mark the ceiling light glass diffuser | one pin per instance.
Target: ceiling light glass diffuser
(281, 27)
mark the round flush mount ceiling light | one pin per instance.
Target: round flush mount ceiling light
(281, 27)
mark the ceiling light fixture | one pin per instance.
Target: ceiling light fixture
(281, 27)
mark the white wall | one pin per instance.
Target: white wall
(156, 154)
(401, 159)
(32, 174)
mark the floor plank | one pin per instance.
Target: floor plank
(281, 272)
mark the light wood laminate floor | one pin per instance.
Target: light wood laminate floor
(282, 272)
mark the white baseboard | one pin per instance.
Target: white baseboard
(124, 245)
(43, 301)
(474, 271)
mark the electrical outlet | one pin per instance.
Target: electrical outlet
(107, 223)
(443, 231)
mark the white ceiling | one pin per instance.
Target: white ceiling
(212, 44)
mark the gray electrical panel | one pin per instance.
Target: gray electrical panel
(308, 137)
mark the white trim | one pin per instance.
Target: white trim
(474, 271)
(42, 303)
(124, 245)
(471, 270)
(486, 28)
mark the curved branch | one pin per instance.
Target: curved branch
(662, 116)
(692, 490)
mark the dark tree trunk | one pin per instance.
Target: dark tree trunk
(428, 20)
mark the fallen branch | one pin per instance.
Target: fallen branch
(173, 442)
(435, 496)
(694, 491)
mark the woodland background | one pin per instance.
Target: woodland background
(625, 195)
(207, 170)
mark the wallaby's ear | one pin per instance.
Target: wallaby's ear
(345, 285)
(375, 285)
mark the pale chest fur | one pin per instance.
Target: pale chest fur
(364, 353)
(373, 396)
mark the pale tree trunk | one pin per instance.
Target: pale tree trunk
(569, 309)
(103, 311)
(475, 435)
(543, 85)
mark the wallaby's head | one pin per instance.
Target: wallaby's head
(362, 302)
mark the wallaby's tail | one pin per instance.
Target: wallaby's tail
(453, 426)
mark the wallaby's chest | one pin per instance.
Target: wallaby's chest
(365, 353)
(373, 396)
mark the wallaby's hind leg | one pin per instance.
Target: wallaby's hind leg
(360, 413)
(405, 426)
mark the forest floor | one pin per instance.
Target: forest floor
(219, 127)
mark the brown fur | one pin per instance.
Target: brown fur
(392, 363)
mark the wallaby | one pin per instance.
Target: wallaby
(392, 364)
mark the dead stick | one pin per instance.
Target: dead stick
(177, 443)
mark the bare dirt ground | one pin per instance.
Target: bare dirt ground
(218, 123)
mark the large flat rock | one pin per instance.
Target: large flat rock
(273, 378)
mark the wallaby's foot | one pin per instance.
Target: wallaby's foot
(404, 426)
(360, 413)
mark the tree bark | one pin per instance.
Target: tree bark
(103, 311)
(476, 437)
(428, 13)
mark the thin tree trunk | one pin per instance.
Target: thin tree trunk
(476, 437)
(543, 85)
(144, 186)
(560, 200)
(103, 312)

= = = = = = =

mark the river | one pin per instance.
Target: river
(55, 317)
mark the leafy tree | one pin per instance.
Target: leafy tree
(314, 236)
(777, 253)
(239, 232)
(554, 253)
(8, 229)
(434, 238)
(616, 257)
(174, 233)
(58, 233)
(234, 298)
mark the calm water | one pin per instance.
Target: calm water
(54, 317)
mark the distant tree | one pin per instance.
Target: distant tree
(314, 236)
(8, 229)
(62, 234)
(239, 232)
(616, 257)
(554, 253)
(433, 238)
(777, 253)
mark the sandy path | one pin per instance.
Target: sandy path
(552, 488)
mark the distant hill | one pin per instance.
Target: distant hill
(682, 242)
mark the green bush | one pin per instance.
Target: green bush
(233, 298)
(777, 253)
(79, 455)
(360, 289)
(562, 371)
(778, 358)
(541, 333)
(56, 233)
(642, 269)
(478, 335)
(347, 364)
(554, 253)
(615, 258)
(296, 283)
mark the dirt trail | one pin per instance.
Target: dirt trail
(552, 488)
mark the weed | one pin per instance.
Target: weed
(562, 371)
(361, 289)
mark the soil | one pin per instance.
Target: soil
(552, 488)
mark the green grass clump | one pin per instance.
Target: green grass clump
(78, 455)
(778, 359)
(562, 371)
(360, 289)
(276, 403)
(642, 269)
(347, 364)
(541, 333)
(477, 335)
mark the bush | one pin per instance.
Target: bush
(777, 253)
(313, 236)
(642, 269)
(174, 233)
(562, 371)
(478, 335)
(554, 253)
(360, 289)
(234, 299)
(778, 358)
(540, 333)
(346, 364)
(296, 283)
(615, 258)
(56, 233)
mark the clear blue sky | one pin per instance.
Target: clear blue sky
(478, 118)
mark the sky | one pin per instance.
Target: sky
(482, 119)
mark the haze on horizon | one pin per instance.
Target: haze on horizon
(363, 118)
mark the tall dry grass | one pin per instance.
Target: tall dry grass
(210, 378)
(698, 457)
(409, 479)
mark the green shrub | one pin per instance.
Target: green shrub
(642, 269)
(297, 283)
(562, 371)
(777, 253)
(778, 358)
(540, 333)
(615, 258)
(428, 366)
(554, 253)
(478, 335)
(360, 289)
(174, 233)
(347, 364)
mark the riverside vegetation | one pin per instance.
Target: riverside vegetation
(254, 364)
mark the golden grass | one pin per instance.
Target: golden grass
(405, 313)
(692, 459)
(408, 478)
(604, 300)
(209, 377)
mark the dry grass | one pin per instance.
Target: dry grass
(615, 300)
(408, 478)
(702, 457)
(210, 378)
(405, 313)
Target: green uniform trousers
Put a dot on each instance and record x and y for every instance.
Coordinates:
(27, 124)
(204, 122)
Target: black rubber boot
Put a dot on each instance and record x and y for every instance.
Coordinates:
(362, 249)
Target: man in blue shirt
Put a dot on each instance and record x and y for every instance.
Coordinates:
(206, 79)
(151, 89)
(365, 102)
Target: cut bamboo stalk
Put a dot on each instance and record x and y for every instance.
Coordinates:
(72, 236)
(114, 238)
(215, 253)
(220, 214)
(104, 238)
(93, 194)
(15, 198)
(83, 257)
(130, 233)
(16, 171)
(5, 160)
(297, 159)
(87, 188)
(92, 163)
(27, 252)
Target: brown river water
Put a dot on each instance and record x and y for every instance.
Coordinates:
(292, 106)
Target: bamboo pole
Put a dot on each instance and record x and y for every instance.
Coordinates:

= = = = = = =

About this exercise: When a line in the material above holds the word "bamboo", copy that line.

Result of the task:
Target: cut bamboo stalk
Target: bamboo pole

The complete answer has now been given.